# Exercise material
.....
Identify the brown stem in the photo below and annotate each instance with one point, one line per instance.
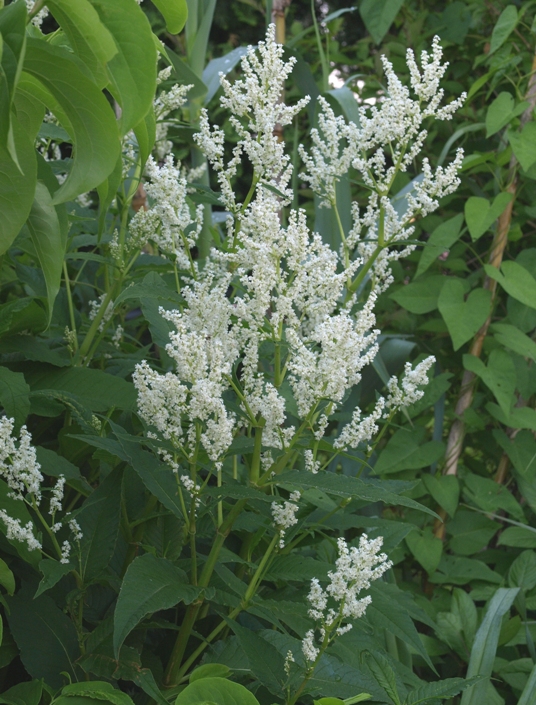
(465, 398)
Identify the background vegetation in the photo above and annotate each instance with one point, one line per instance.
(460, 600)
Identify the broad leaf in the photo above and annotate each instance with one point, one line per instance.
(89, 118)
(175, 13)
(463, 318)
(88, 36)
(14, 395)
(99, 521)
(133, 68)
(378, 16)
(46, 637)
(485, 644)
(150, 584)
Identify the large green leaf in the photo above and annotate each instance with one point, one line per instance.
.....
# Directions
None of the pictures should be kept; reproduce all the remaining material exactly.

# Solution to this task
Identify the brown stem in the photo below and annotate each instance with one point, one line per instance.
(465, 398)
Identify the background vegetation in the photo above and annotate each instance with one point, one line per instance.
(460, 600)
Identify the broad leaf in the photo above and annotate each instance with one point, one line per instance.
(89, 118)
(175, 13)
(463, 318)
(88, 36)
(14, 395)
(99, 521)
(133, 68)
(378, 16)
(46, 637)
(485, 644)
(150, 584)
Identify the large green leaf in the photo above and annotate each instance with one point, one line per instance.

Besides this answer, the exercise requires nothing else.